* [Direction]
Put every line of the records below into a JSON list of strings, one string per line, and leave out any blank lines.

* [Records for processing]
<<<<

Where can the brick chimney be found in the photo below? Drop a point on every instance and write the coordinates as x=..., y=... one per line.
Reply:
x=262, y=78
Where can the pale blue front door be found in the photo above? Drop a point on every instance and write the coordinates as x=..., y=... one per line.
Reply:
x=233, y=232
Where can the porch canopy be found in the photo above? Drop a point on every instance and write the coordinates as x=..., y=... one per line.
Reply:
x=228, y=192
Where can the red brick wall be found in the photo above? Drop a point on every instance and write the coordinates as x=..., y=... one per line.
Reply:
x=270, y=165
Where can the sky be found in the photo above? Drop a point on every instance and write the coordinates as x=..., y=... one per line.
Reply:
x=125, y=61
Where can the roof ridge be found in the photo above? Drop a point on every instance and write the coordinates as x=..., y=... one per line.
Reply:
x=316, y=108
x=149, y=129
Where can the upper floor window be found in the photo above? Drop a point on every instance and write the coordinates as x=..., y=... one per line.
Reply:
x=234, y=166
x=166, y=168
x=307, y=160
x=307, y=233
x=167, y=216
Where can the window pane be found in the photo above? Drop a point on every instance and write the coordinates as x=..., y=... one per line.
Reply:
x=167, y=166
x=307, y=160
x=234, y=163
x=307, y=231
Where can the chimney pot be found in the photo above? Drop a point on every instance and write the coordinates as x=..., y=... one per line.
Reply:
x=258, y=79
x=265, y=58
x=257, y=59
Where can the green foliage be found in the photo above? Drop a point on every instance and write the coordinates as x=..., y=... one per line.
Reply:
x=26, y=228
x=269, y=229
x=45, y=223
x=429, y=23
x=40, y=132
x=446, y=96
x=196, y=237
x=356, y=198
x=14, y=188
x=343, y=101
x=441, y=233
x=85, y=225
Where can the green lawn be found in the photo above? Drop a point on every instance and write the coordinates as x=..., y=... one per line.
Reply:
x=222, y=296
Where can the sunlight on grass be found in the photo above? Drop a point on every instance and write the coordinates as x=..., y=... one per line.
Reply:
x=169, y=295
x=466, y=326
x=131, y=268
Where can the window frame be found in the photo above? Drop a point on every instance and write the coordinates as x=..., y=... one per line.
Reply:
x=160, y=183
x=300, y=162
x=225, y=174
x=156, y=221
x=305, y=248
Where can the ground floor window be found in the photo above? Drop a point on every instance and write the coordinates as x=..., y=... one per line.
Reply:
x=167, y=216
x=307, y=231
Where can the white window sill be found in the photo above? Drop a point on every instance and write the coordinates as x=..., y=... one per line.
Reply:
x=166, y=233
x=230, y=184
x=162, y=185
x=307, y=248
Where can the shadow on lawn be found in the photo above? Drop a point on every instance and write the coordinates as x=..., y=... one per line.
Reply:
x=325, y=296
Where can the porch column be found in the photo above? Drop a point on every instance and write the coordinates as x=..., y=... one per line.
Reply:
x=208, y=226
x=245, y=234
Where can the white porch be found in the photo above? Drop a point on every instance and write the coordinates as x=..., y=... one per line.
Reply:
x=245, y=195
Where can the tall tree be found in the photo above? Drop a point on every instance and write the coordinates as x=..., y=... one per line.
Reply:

>>>>

* [The answer]
[
  "Where can the brick chimney be found in the photo below? Drop a point on every instance and write the coordinates as x=..., y=... one per line.",
  "Reply:",
  "x=262, y=78",
  "Where can the pale blue front door be found in the photo above? Drop a point on every instance and write the coordinates as x=..., y=... one per line.",
  "Reply:",
  "x=233, y=232",
  "Where can the porch canopy be found in the photo above? Drop a point on every instance and write the coordinates as x=..., y=... one per line.",
  "Reply:",
  "x=228, y=192",
  "Where can the red brick wall be found in the photo above? Drop a point on every instance and write the coordinates as x=..., y=... one per line.",
  "Reply:",
  "x=270, y=165",
  "Where can the sky be found in the photo above? Drop a point on every instance and write the coordinates as x=..., y=... one per line.",
  "Reply:",
  "x=125, y=61",
  "Where can the roof ridge be found in the photo above? Drop a point on every instance and write the coordinates as x=..., y=... one per line.",
  "Reply:",
  "x=316, y=108",
  "x=149, y=129",
  "Where can the upper floor window be found in the photo above? Drop a point on every instance and write the coordinates as x=..., y=... one per line.",
  "Reply:",
  "x=234, y=166",
  "x=166, y=168",
  "x=307, y=160",
  "x=307, y=233",
  "x=167, y=216",
  "Where can the window pane be found in the photo above? Drop a point on every instance and write the coordinates as x=..., y=... one per line.",
  "Reply:",
  "x=167, y=166",
  "x=307, y=160",
  "x=234, y=163",
  "x=307, y=231",
  "Where can the chimney pot be found in the photo above? Drop a point on every instance and write the coordinates as x=..., y=... one per line.",
  "Reply:",
  "x=258, y=79",
  "x=265, y=58",
  "x=257, y=59",
  "Where can the green foliage be found in the photo above? Drop a point on every instance and write the coordinates as x=..., y=... one per line.",
  "Reply:",
  "x=26, y=228",
  "x=269, y=229",
  "x=45, y=223",
  "x=429, y=23",
  "x=40, y=132",
  "x=446, y=96",
  "x=196, y=237",
  "x=356, y=198",
  "x=14, y=188",
  "x=343, y=101",
  "x=441, y=233",
  "x=85, y=225",
  "Where can the green lawn be found in the photo above? Drop a point on every instance and write the coordinates as x=..., y=... one per line.",
  "Reply:",
  "x=222, y=296",
  "Where can the sunlight on grass be found in the photo above? Drop a point on every instance and write the coordinates as x=..., y=... one per line.",
  "Reply:",
  "x=169, y=295",
  "x=466, y=326",
  "x=131, y=268",
  "Where can the window frame be found in the photo above? Drop a point on every instance and write the coordinates as x=..., y=... one per line.",
  "Reply:",
  "x=160, y=183",
  "x=300, y=162",
  "x=225, y=174",
  "x=156, y=221",
  "x=305, y=248",
  "Where can the ground floor window be found in the photo above? Drop a point on every instance and write the coordinates as x=..., y=... one per line.",
  "Reply:",
  "x=167, y=216",
  "x=307, y=231",
  "Where can the white window sill be found in the photo above? Drop a point on every instance and write the coordinates as x=..., y=... one per line.",
  "Reply:",
  "x=166, y=233",
  "x=230, y=184",
  "x=162, y=185",
  "x=307, y=248",
  "Where can the shadow on lawn be found in the photo above? Drop a point on every instance and write the coordinates as x=..., y=... one per line.",
  "Reply:",
  "x=325, y=296",
  "Where can the porch column be found in the photo above? Drop a point on every instance and write the coordinates as x=..., y=... one per line.",
  "Reply:",
  "x=208, y=226",
  "x=245, y=234",
  "Where can the white porch be found in the photo above? Drop a point on every instance and write the coordinates as x=..., y=... one per line.",
  "Reply:",
  "x=245, y=195",
  "Where can the tall tree be found in the photo above? Drop a point on every instance and write the coordinates as x=..., y=... one per line.",
  "Reply:"
]